◆ Goal
Write out the lines of the listing below, from the line that contains "class is: advertising" through the line that contains "[396, 211, 521, 281]", inclusive, and reproduce them without any change.

— begin —

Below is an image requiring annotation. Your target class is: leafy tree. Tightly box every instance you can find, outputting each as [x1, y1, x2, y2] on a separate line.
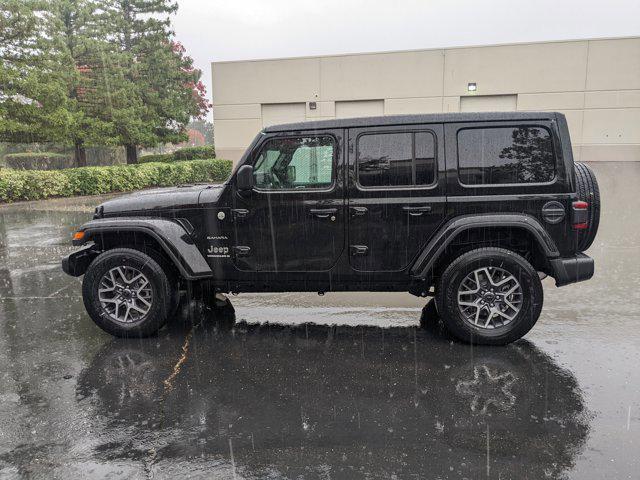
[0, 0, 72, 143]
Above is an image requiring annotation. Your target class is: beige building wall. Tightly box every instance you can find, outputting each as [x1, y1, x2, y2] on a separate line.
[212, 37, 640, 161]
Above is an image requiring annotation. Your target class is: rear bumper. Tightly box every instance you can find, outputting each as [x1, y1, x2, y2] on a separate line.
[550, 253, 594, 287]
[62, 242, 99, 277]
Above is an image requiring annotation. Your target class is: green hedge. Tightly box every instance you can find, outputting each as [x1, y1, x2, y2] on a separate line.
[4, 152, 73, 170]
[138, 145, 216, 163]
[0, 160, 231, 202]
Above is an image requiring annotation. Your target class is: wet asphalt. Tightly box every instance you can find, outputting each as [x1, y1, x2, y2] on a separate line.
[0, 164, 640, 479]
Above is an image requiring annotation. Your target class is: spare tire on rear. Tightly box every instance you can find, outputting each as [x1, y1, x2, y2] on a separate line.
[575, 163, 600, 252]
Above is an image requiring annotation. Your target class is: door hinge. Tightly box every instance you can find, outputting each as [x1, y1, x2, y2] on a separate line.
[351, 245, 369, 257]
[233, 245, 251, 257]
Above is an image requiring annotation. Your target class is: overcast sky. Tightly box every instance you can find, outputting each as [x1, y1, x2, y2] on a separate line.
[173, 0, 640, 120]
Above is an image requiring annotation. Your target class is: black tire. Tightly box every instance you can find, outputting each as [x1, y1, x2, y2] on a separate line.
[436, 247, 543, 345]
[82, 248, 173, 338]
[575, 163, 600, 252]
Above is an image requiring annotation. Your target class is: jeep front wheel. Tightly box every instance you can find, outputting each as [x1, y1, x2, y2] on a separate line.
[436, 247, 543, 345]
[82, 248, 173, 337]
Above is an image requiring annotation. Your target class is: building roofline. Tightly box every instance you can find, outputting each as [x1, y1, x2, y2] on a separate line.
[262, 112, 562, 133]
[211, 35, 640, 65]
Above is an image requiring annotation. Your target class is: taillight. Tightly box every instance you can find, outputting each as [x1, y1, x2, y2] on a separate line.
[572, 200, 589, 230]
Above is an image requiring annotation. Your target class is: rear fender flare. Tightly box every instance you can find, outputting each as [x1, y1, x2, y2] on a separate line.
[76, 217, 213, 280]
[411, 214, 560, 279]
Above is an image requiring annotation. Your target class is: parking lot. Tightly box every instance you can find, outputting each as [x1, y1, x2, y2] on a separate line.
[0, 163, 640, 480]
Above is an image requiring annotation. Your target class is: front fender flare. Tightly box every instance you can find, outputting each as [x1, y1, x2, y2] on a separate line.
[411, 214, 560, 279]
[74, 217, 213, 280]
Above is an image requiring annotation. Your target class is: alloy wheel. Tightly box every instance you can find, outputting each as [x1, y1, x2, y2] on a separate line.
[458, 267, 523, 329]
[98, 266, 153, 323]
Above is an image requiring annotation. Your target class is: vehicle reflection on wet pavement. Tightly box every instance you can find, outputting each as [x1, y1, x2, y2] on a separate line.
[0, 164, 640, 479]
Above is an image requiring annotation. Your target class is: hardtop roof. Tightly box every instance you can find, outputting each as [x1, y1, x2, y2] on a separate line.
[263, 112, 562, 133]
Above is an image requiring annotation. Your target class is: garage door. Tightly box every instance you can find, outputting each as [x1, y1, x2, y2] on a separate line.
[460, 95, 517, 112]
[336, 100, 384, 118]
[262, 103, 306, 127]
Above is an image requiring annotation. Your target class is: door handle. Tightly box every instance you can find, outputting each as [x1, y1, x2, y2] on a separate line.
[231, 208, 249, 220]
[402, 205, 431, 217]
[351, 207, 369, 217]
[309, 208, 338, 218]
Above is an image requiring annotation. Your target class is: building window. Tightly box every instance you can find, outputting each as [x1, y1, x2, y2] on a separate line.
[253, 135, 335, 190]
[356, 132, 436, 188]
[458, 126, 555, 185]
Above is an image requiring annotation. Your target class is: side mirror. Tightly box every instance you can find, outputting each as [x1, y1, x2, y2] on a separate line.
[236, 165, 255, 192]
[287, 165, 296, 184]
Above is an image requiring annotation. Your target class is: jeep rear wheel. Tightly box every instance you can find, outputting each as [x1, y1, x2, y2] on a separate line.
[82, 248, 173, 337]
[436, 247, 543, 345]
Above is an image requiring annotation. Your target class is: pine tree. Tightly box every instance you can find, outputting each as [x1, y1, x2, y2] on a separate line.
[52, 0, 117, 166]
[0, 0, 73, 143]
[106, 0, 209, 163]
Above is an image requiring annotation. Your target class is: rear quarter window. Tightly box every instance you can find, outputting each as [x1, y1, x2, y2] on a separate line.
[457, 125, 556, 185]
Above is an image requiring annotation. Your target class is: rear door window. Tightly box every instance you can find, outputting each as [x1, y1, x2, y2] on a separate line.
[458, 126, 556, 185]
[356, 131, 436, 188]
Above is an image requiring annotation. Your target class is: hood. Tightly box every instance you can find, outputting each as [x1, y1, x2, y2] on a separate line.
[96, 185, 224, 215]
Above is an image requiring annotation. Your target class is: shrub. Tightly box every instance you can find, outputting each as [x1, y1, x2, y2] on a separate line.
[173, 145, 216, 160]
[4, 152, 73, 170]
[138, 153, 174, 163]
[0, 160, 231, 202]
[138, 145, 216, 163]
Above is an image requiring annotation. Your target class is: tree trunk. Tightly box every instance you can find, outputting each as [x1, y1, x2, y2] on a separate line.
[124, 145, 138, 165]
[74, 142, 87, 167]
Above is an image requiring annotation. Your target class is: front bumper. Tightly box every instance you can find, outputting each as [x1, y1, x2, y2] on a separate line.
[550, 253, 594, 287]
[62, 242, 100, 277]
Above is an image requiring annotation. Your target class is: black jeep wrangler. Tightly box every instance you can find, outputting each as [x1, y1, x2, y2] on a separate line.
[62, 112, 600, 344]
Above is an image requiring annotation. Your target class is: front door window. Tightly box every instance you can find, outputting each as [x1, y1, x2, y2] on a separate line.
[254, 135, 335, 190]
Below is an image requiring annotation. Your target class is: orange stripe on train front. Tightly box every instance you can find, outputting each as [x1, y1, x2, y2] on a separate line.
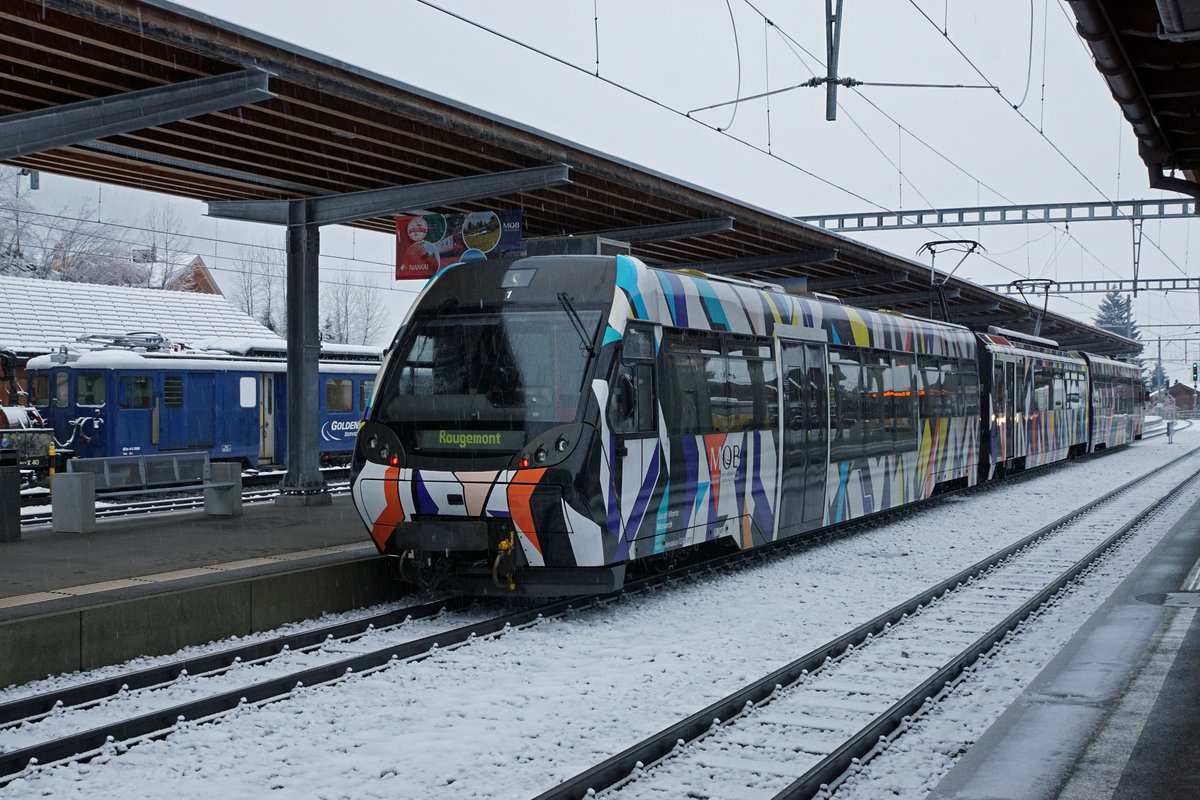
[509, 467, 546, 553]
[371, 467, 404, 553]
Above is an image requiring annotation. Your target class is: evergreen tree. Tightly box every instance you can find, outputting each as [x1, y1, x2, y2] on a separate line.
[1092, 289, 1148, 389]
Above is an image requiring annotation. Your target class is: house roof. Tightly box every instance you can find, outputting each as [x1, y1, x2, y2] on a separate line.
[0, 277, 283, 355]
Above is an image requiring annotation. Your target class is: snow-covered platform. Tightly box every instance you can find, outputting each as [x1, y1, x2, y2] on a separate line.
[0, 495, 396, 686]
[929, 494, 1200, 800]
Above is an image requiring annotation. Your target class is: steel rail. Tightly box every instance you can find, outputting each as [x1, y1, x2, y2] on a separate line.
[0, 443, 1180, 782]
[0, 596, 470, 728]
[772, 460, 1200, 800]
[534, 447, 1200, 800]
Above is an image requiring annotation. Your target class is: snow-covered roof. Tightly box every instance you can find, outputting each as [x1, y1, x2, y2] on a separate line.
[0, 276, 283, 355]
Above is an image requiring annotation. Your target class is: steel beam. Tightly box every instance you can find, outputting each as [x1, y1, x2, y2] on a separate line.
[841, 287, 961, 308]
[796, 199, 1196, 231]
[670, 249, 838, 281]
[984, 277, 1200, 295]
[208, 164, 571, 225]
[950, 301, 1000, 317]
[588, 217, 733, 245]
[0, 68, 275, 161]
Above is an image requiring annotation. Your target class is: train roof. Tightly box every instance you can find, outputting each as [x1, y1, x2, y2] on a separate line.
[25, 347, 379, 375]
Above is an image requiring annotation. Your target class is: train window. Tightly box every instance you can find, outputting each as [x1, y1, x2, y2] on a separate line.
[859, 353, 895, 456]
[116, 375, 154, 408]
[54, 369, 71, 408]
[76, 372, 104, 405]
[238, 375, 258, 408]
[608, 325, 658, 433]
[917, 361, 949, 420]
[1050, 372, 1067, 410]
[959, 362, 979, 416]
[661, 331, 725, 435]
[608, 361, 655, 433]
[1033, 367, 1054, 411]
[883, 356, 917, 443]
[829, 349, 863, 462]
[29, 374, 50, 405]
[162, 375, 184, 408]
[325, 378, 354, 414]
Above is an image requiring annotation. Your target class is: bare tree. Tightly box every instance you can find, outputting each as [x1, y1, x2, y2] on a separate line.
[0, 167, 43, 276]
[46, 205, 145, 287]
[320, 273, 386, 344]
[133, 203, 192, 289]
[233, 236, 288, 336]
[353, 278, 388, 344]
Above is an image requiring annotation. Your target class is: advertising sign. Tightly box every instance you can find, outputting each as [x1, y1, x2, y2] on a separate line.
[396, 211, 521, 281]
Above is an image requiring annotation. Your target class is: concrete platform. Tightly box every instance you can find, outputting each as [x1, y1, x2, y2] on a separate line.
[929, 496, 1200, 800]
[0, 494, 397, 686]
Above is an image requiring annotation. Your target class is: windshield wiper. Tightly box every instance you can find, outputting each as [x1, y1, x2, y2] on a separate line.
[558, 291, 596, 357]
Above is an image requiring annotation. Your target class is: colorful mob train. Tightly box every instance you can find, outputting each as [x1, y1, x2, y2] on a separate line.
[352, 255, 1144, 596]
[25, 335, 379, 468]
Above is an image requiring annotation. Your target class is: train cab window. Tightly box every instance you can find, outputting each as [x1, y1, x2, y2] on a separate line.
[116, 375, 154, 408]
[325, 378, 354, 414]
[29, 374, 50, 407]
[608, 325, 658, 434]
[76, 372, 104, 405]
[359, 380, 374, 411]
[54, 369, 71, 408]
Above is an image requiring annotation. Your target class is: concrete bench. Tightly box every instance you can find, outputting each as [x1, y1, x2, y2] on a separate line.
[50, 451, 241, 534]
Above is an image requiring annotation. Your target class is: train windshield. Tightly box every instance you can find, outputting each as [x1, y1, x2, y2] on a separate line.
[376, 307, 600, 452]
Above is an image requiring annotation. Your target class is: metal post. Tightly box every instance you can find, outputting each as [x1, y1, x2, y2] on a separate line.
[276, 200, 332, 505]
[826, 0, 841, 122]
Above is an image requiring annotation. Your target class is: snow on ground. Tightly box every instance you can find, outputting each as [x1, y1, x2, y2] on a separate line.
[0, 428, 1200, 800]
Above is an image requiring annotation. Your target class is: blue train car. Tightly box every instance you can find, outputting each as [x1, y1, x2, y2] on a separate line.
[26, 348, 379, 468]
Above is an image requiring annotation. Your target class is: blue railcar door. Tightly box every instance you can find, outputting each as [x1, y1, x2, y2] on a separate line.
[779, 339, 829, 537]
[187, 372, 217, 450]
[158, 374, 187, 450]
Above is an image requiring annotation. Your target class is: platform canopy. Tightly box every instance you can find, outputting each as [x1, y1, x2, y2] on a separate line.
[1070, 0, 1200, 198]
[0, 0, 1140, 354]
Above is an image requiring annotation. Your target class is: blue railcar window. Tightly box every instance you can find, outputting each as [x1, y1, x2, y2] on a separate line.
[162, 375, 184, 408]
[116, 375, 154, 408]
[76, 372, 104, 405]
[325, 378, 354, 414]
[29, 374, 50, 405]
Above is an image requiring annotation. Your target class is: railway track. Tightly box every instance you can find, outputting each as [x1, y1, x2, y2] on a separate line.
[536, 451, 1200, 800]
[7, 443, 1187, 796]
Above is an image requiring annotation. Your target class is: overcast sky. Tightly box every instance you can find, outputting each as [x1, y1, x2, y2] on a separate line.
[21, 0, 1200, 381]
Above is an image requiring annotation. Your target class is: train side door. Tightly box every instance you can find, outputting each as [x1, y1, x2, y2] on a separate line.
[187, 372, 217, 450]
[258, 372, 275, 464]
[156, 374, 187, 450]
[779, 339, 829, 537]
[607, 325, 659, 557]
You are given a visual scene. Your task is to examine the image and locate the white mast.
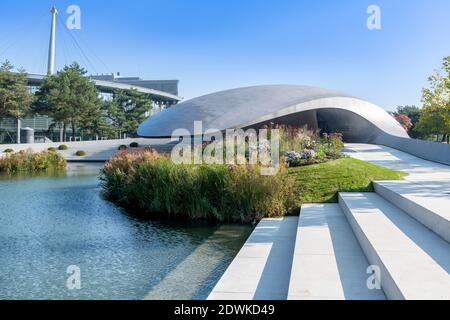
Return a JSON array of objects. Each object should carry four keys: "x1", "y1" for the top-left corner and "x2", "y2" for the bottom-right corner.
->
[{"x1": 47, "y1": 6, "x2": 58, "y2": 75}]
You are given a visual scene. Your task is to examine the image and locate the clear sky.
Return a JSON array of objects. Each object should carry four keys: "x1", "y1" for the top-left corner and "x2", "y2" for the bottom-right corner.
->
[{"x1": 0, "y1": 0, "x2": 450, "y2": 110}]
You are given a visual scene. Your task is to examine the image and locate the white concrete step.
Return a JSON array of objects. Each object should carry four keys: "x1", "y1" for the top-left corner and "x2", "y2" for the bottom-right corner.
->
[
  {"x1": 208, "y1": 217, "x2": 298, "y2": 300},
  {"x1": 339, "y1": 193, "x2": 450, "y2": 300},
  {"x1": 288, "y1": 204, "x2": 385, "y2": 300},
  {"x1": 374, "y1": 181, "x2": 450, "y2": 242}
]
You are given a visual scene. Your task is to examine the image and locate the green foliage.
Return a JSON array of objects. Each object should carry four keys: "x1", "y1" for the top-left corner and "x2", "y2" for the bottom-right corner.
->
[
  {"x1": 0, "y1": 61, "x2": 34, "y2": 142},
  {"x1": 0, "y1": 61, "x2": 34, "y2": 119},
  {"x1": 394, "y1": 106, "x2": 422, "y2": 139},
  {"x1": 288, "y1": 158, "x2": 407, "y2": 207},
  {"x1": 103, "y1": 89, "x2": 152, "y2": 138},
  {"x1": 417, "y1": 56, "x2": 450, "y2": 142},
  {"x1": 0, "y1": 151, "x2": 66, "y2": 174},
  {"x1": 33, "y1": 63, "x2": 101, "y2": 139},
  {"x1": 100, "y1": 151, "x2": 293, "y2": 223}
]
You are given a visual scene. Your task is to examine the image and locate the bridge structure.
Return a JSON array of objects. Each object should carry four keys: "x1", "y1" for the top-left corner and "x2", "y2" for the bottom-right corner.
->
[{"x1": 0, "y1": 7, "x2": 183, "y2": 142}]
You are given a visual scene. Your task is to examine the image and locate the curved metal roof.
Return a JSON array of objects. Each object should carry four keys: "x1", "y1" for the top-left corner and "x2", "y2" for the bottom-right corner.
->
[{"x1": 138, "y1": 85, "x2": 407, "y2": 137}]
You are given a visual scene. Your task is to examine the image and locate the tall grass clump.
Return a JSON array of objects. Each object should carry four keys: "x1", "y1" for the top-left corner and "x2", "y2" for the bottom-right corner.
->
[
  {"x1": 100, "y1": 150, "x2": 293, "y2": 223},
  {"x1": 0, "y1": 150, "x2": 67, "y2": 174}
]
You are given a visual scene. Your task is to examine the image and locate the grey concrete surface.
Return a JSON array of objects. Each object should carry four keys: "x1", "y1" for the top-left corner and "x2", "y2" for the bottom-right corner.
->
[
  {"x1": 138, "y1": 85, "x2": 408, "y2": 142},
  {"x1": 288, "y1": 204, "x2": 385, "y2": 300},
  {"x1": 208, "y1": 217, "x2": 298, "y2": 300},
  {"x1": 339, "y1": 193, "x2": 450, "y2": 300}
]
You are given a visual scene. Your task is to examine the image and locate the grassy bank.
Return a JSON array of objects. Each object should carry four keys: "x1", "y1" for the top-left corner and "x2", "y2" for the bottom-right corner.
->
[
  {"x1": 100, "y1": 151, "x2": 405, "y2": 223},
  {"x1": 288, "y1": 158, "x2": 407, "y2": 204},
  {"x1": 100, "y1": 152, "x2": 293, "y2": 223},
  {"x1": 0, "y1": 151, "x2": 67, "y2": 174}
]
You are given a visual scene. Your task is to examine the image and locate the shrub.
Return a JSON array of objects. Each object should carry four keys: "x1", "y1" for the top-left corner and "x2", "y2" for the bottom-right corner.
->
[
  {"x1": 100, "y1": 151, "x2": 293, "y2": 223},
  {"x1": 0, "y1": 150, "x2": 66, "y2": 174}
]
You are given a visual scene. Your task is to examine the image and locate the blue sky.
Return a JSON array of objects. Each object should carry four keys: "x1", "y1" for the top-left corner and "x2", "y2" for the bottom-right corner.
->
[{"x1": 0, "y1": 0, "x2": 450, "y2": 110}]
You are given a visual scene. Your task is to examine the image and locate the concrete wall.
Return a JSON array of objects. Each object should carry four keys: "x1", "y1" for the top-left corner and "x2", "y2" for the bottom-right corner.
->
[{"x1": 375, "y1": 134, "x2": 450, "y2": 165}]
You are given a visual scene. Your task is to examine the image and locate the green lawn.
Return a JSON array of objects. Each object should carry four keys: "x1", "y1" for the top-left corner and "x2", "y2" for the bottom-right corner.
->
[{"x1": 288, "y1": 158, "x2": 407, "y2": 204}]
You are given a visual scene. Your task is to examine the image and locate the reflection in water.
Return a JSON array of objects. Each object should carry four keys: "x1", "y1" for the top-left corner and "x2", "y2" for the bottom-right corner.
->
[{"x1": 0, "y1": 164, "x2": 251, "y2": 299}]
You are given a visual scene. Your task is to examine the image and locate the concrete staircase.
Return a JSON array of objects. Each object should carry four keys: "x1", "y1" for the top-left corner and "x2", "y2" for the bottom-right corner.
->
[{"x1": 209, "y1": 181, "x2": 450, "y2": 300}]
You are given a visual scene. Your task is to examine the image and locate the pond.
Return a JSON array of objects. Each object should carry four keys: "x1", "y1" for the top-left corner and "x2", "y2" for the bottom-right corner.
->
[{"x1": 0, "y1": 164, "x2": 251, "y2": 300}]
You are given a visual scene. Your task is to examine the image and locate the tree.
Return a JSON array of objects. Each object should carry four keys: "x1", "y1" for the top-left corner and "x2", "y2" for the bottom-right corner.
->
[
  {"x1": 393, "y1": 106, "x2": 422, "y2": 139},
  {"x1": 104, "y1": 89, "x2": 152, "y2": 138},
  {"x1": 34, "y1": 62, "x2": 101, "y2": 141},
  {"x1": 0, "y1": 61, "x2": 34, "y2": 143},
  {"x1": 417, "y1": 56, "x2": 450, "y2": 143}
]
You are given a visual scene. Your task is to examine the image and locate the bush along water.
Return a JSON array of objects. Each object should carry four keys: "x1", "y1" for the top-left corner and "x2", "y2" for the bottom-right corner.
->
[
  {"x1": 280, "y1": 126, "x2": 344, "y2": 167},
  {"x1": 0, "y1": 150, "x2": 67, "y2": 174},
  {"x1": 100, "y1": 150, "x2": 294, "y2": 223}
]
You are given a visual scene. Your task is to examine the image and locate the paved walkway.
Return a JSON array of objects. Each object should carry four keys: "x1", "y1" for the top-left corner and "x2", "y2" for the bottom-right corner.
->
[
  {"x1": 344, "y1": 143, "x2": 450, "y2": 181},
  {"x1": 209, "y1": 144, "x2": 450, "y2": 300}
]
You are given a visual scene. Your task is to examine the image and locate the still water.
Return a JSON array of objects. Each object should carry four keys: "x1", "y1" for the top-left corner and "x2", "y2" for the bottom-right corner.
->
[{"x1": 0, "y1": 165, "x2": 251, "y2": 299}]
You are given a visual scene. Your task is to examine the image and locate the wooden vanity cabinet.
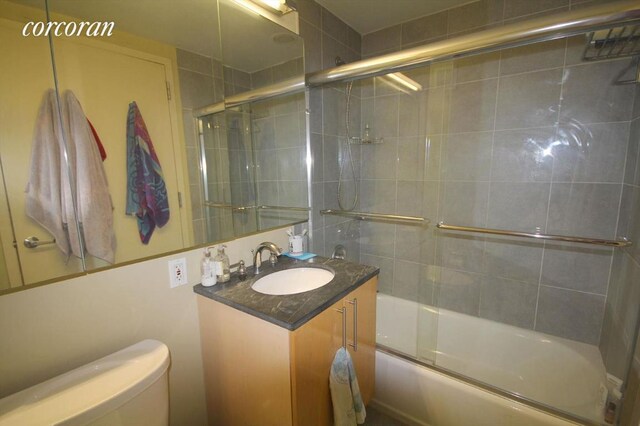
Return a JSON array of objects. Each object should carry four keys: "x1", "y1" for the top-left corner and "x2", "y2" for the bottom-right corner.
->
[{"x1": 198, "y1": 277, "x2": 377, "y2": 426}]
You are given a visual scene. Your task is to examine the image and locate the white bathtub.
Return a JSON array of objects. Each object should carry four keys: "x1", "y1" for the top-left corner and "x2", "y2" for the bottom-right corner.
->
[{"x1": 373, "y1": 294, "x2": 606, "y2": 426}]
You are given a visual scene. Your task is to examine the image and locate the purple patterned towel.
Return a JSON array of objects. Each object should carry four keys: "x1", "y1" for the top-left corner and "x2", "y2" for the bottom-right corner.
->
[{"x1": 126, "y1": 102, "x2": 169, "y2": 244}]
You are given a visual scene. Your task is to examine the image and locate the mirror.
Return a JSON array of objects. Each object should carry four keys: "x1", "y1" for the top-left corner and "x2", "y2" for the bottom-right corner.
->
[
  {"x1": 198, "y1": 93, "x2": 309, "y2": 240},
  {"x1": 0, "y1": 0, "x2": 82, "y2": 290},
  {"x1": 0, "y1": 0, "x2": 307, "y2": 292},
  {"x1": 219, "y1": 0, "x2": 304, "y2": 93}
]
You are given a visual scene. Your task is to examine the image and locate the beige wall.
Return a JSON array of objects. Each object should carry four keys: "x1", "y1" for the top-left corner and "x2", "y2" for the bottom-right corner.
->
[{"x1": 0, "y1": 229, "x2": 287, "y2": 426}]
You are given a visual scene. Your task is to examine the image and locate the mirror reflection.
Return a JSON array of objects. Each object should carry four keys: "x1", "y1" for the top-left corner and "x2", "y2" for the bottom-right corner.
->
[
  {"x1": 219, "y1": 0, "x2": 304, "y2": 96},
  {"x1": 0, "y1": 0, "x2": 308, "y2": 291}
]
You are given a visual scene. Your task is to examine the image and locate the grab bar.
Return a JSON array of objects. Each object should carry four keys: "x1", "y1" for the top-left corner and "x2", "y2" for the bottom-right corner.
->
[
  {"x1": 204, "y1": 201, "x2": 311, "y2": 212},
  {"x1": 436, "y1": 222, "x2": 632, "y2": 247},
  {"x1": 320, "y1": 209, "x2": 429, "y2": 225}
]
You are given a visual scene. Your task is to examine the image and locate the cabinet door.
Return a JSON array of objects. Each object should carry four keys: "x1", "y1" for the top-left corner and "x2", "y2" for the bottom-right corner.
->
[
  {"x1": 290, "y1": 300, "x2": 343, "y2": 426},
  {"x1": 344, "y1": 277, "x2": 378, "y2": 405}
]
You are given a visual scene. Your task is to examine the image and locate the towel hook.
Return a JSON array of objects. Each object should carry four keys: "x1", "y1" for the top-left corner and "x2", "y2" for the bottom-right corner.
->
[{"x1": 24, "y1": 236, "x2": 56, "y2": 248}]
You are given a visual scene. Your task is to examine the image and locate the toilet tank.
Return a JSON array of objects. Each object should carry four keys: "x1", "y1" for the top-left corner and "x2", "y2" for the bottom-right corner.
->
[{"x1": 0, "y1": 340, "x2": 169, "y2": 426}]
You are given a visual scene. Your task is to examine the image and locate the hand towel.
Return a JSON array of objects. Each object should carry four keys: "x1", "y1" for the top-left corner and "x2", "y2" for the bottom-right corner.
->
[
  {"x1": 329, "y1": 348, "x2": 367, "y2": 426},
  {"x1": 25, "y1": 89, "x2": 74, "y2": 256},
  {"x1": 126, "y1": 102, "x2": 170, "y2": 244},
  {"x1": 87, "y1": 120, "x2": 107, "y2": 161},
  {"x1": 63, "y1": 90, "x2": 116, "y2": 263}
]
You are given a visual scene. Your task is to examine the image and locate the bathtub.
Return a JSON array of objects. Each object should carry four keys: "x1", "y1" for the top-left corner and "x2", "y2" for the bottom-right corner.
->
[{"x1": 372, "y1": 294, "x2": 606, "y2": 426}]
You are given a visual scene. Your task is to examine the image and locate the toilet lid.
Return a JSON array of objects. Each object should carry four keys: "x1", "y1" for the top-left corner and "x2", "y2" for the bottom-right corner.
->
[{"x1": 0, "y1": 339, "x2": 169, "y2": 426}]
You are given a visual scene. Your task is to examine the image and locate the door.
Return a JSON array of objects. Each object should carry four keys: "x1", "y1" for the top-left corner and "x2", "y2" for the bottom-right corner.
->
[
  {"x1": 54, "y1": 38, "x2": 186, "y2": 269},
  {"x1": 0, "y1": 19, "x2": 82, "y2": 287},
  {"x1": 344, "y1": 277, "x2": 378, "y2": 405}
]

— end —

◆ Answer to the problem
Above is an image requiring annotation. Your target class is: advertising sign. Tightly box every instance you can find, outputting each as [x1, y1, x2, y2] on a separate line.
[396, 211, 521, 281]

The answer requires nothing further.